(PROBLEM) A line below contains "negative clicks: (338, 243) (353, 231)", and a later one contains "positive clicks: (528, 340)". Repeat both, with every line between them, exactly.

+++

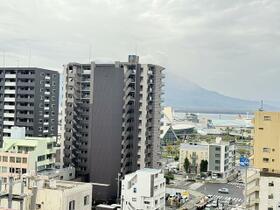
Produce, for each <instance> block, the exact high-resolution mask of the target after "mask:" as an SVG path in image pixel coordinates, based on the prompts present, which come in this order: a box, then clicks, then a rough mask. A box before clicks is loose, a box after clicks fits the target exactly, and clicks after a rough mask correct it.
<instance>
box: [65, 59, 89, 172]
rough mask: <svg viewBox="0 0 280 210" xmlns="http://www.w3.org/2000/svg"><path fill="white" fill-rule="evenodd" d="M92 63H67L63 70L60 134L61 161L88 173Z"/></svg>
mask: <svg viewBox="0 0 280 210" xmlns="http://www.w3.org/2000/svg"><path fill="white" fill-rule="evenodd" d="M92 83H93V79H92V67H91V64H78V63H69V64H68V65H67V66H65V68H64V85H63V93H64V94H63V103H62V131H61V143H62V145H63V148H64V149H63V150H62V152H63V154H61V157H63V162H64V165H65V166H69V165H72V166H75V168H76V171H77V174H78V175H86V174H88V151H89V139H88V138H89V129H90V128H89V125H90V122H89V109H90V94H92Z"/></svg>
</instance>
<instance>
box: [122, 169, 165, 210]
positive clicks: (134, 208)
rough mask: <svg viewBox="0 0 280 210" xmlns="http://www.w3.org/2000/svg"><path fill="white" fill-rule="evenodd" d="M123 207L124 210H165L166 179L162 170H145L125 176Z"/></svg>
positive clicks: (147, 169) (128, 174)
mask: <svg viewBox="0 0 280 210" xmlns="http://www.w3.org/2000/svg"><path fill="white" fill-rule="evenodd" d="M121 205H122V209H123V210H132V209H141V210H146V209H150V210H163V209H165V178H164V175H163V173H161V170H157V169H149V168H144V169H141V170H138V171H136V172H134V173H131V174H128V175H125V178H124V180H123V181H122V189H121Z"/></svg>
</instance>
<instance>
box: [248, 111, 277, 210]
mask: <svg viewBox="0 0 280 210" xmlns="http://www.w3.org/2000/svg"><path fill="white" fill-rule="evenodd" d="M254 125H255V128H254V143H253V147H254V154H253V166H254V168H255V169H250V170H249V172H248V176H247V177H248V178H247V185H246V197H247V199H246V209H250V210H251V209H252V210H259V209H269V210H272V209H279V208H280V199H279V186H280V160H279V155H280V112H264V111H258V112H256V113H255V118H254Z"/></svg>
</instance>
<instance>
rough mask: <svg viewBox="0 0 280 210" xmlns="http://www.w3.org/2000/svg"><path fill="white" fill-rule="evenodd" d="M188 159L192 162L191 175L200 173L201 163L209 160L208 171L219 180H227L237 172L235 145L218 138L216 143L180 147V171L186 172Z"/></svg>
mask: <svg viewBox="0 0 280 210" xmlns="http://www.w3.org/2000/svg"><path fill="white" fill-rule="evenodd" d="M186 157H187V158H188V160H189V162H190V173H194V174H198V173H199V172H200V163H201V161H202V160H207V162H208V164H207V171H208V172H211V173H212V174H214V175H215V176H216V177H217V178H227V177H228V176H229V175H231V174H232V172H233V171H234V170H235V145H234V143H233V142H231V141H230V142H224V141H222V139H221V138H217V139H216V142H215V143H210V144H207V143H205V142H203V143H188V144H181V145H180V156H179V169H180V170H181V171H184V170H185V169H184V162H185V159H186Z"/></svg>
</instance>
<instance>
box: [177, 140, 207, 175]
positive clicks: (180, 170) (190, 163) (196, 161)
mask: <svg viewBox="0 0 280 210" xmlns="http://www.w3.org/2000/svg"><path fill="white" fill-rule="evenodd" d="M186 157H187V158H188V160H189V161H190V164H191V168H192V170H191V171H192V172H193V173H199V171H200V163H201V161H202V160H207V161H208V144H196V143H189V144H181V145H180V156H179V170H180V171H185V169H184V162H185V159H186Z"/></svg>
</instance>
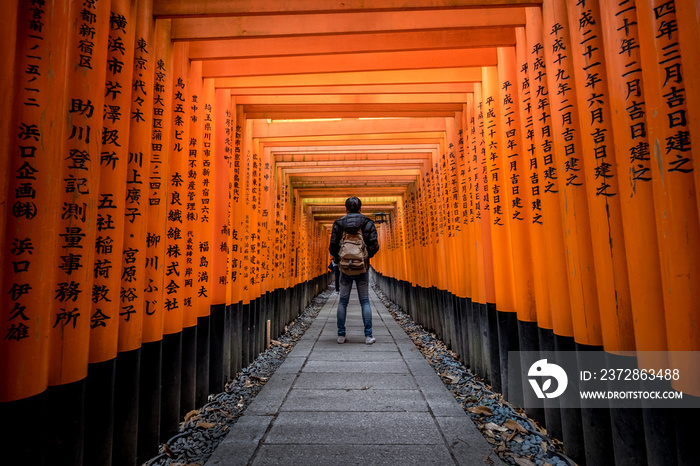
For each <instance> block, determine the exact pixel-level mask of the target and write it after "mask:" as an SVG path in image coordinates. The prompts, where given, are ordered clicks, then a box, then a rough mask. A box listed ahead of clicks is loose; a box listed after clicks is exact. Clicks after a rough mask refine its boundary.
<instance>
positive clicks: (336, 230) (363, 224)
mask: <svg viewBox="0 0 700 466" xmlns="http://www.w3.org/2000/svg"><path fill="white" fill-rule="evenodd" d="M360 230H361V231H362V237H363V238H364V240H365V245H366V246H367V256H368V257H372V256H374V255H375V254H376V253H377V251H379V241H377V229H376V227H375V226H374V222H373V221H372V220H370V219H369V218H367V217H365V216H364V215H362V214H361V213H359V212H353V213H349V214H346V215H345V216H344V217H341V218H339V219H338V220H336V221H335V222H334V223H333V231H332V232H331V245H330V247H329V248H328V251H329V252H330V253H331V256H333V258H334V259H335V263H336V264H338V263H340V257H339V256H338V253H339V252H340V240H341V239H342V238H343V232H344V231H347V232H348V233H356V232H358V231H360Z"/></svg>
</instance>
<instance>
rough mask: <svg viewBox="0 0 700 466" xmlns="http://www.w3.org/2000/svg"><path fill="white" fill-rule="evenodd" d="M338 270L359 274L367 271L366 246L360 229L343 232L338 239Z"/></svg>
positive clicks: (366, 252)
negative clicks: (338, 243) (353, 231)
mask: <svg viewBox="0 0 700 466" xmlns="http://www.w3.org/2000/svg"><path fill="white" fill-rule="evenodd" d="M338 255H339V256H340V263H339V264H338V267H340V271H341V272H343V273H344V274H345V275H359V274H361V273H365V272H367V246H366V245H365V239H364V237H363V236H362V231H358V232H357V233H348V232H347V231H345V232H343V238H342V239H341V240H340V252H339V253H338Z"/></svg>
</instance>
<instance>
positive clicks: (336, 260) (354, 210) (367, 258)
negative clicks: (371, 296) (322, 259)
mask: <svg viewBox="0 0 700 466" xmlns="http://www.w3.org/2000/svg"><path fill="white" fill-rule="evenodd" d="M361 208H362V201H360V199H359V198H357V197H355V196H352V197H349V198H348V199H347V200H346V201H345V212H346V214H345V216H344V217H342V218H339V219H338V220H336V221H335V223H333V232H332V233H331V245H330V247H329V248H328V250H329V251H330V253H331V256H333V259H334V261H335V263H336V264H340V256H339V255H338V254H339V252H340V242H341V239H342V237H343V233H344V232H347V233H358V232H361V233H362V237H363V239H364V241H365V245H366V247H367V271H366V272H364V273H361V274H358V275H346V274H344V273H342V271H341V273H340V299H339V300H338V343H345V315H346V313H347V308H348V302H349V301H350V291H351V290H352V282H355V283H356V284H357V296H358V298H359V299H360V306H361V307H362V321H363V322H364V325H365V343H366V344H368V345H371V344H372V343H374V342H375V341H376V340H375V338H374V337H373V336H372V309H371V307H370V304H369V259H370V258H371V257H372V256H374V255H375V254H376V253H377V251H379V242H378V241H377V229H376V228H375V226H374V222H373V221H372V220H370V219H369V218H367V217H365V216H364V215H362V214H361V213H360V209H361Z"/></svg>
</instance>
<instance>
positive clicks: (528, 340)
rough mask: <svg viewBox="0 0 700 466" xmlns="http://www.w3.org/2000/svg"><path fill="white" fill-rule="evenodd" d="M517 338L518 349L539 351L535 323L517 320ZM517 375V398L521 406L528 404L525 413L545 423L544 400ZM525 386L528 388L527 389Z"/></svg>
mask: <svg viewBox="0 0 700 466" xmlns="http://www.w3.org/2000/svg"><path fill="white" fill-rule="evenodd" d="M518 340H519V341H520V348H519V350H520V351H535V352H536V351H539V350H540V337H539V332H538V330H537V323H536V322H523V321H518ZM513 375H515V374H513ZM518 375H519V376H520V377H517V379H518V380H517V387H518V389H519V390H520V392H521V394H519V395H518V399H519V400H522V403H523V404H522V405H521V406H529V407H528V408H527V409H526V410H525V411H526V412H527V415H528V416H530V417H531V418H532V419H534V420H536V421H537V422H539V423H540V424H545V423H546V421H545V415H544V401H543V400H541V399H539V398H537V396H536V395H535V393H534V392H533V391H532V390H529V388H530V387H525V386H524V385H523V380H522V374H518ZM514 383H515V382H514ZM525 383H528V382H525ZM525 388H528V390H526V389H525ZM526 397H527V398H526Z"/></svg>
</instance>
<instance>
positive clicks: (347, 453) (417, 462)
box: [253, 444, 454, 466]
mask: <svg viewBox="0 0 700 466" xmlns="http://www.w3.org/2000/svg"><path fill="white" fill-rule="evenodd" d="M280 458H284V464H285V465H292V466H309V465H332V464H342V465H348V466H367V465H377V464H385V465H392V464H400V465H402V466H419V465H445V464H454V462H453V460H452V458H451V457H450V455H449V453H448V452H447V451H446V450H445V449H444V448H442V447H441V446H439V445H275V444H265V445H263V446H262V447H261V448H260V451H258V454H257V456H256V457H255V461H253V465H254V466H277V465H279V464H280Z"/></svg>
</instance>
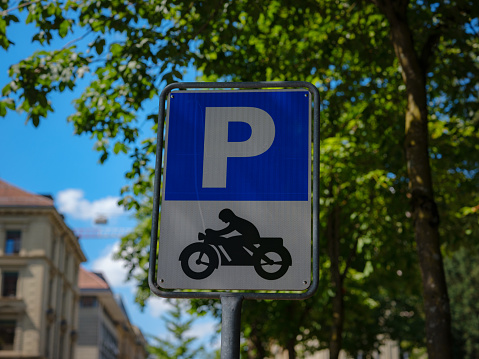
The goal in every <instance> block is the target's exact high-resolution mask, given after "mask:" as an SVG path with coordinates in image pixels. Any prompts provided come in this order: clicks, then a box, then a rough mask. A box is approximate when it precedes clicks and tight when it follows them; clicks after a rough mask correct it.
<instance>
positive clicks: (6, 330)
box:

+++

(YOUR RESPONSE)
negative clicks: (338, 243) (353, 231)
mask: <svg viewBox="0 0 700 466" xmlns="http://www.w3.org/2000/svg"><path fill="white" fill-rule="evenodd" d="M338 255H339V256H340V263H339V264H338V267H340V271H341V272H343V273H344V274H345V275H359V274H361V273H365V272H367V246H366V245H365V239H364V237H363V236H362V231H358V232H357V233H348V232H347V231H345V232H343V238H342V239H341V240H340V252H339V253H338Z"/></svg>
</instance>
<instance>
positive clicks: (336, 260) (354, 210) (367, 258)
negative clicks: (371, 296) (322, 259)
mask: <svg viewBox="0 0 700 466" xmlns="http://www.w3.org/2000/svg"><path fill="white" fill-rule="evenodd" d="M361 208H362V201H360V199H359V198H357V197H355V196H352V197H349V198H348V199H347V200H346V201H345V212H346V214H345V216H344V217H342V218H339V219H338V220H336V221H335V223H333V232H332V233H331V245H330V247H329V248H328V250H329V251H330V253H331V256H333V259H334V261H335V263H336V264H340V256H339V255H338V254H339V252H340V242H341V239H342V237H343V233H344V232H347V233H358V232H361V233H362V237H363V239H364V241H365V245H366V247H367V271H366V272H364V273H361V274H358V275H346V274H344V273H342V271H341V273H340V299H339V300H338V343H345V315H346V313H347V308H348V302H349V301H350V291H351V290H352V282H355V283H356V284H357V296H358V298H359V299H360V306H361V307H362V321H363V322H364V325H365V343H366V344H368V345H371V344H372V343H374V342H375V341H376V340H375V338H374V337H373V336H372V309H371V307H370V304H369V259H370V258H371V257H372V256H374V255H375V254H376V253H377V251H379V242H378V241H377V229H376V228H375V226H374V222H373V221H372V220H370V219H369V218H367V217H365V216H364V215H362V214H361V213H360V209H361Z"/></svg>
</instance>
<instance>
positive clicks: (528, 340)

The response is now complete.